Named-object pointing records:

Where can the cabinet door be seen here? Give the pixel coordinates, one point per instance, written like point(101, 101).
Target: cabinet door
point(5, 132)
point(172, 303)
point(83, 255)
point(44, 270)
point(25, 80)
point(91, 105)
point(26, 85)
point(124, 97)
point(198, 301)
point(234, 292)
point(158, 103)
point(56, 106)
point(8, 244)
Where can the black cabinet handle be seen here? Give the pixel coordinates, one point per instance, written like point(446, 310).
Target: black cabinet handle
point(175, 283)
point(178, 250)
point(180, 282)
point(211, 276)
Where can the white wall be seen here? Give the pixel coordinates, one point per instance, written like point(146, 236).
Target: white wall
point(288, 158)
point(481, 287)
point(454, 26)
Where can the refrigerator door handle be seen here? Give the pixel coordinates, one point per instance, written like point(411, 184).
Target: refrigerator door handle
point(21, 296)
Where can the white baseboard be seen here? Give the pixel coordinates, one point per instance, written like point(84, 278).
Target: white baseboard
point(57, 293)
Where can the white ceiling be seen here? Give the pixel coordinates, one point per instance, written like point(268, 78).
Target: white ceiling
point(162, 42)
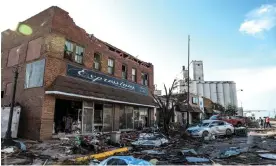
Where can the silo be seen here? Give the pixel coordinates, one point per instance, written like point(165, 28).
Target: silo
point(233, 93)
point(213, 92)
point(193, 87)
point(206, 90)
point(220, 93)
point(200, 89)
point(226, 92)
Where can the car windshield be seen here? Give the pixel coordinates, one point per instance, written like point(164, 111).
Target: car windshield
point(203, 124)
point(214, 117)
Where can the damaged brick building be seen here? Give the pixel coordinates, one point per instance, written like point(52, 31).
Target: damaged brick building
point(69, 78)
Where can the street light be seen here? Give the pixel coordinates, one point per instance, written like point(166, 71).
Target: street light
point(24, 30)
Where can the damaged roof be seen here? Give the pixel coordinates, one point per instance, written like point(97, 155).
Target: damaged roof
point(68, 85)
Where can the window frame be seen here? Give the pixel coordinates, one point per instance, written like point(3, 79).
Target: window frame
point(126, 71)
point(43, 75)
point(77, 54)
point(135, 78)
point(145, 82)
point(94, 61)
point(113, 67)
point(73, 53)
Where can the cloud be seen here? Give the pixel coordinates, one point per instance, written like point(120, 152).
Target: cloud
point(259, 20)
point(259, 85)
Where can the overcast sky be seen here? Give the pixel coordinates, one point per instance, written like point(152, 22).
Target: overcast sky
point(236, 39)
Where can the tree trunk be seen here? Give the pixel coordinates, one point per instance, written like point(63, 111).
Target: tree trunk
point(188, 120)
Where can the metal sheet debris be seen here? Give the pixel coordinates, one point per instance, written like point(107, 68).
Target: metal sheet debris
point(8, 150)
point(197, 160)
point(124, 160)
point(268, 156)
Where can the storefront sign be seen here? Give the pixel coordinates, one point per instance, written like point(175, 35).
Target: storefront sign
point(99, 78)
point(201, 104)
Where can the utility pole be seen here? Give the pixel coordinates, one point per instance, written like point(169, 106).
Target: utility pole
point(8, 138)
point(188, 98)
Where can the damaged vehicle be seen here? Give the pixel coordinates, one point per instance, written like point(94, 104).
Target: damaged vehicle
point(213, 127)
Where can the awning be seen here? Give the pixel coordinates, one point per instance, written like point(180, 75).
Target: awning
point(183, 108)
point(67, 86)
point(208, 110)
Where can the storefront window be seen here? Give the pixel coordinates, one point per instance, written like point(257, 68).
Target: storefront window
point(107, 117)
point(129, 117)
point(88, 117)
point(98, 117)
point(126, 117)
point(143, 118)
point(136, 118)
point(122, 118)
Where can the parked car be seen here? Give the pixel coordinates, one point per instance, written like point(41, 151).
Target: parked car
point(234, 120)
point(215, 127)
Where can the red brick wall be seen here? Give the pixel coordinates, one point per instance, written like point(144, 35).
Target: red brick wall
point(31, 99)
point(63, 24)
point(52, 26)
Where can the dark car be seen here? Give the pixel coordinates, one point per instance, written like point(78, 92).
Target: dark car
point(234, 120)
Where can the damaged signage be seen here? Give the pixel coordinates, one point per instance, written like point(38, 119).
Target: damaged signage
point(99, 78)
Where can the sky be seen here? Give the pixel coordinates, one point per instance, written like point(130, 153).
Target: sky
point(235, 39)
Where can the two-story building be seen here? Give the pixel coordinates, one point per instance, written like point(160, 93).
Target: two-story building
point(70, 80)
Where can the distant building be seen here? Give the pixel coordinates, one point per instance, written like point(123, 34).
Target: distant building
point(198, 70)
point(221, 92)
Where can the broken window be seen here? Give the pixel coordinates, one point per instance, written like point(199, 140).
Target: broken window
point(13, 58)
point(34, 48)
point(107, 117)
point(79, 54)
point(124, 71)
point(195, 100)
point(144, 80)
point(140, 117)
point(97, 61)
point(110, 69)
point(73, 52)
point(68, 50)
point(34, 74)
point(9, 89)
point(133, 75)
point(126, 117)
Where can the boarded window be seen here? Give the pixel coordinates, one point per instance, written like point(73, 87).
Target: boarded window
point(110, 66)
point(97, 61)
point(79, 54)
point(34, 48)
point(124, 71)
point(133, 75)
point(13, 56)
point(34, 74)
point(68, 50)
point(145, 80)
point(9, 89)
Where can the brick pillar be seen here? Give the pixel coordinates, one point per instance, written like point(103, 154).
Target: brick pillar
point(47, 117)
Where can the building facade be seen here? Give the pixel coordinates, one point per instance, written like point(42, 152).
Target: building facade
point(70, 81)
point(221, 92)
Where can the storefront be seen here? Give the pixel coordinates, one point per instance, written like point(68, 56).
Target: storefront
point(84, 106)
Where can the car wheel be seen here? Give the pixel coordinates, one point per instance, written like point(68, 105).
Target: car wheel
point(205, 134)
point(228, 132)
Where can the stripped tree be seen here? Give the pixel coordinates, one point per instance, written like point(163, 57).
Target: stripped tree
point(167, 105)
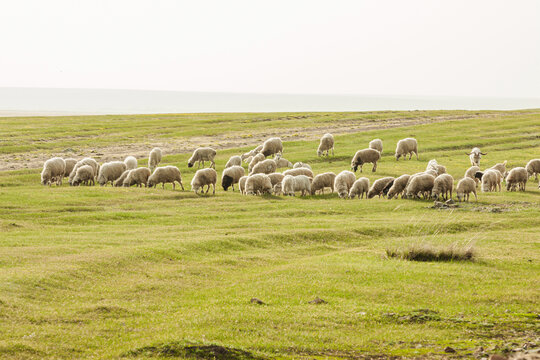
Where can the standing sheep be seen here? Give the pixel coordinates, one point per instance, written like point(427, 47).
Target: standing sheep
point(406, 146)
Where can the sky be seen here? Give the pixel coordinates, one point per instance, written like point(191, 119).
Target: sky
point(379, 47)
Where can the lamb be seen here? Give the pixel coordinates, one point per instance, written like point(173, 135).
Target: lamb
point(267, 166)
point(365, 156)
point(517, 177)
point(258, 184)
point(376, 144)
point(231, 176)
point(420, 184)
point(202, 155)
point(475, 156)
point(204, 177)
point(398, 187)
point(166, 174)
point(378, 186)
point(359, 188)
point(234, 161)
point(131, 162)
point(466, 186)
point(83, 175)
point(272, 146)
point(321, 181)
point(154, 158)
point(138, 176)
point(343, 183)
point(292, 184)
point(443, 186)
point(406, 146)
point(326, 144)
point(53, 171)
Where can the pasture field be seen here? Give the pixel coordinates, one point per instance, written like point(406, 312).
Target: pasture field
point(133, 273)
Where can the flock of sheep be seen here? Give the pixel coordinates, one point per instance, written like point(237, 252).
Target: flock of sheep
point(263, 178)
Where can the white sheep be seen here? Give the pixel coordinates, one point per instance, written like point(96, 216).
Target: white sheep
point(231, 176)
point(201, 155)
point(365, 156)
point(165, 174)
point(406, 146)
point(326, 144)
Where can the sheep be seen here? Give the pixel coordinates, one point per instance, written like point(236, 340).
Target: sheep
point(365, 156)
point(533, 168)
point(378, 186)
point(272, 146)
point(53, 171)
point(406, 146)
point(137, 177)
point(343, 183)
point(321, 181)
point(517, 177)
point(202, 155)
point(291, 184)
point(267, 166)
point(231, 176)
point(234, 161)
point(326, 144)
point(398, 187)
point(443, 186)
point(359, 188)
point(258, 184)
point(83, 175)
point(131, 162)
point(466, 186)
point(376, 144)
point(165, 174)
point(475, 156)
point(420, 184)
point(154, 158)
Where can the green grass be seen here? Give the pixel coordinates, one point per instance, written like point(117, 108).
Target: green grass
point(110, 273)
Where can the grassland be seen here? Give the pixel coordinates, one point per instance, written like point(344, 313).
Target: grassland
point(101, 272)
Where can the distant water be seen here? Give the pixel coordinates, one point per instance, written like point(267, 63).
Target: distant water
point(97, 101)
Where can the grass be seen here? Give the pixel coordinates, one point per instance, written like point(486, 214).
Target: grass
point(137, 273)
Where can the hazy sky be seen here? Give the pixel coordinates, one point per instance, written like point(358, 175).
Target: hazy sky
point(422, 47)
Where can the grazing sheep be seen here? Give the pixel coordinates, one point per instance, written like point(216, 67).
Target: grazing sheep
point(517, 177)
point(365, 156)
point(343, 183)
point(202, 155)
point(231, 176)
point(475, 156)
point(53, 171)
point(267, 166)
point(398, 187)
point(406, 146)
point(443, 186)
point(272, 146)
point(420, 184)
point(321, 181)
point(378, 186)
point(258, 184)
point(204, 177)
point(376, 144)
point(131, 163)
point(83, 175)
point(137, 177)
point(234, 161)
point(163, 175)
point(466, 186)
point(154, 158)
point(533, 168)
point(326, 144)
point(359, 188)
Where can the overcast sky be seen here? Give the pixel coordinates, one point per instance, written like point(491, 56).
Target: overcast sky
point(422, 47)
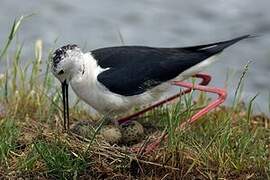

- [Aim] Output the records from the line with "Where can the distant building" to the line with "point(84, 106)", inclusive, as a two-column CSV with columns named "text" and "answer". Each record gets one row, with its text and its answer each in a single quoted field and line breaks replaced by spaces.

- [Response to the exercise]
text,answer
"Where can the distant building be seen here? Give the pixel coordinates, one point per instance, written like point(123, 34). Target: distant building","point(198, 70) point(221, 92)"
"Where can the broken window be seen here? Give the pixel coordinates, one point per instance, written like point(199, 140). Target: broken window","point(13, 58) point(34, 48) point(107, 117) point(79, 54) point(124, 71) point(195, 100) point(144, 80) point(140, 117) point(97, 61) point(110, 69) point(73, 52) point(68, 50) point(34, 74) point(9, 89) point(133, 75) point(126, 117)"
"Where can the boarded window be seen here? Give the pixel coordinates, one point per instance, written like point(73, 87). Target: boarded window","point(110, 66) point(97, 61) point(79, 54) point(34, 48) point(124, 71) point(133, 75) point(13, 56) point(34, 74) point(68, 50) point(145, 80) point(9, 89)"
"Where can the brick pillar be seen here? Give the pixel coordinates, one point per instance, written like point(103, 154). Target: brick pillar","point(47, 117)"
"Where can the building facade be seen here? Give the pixel coordinates, one point per instance, written like point(42, 152). Target: building facade","point(70, 81) point(221, 92)"
"Where can the storefront be seen here? Give the pixel coordinates, one point per instance, written like point(68, 56). Target: storefront","point(84, 106)"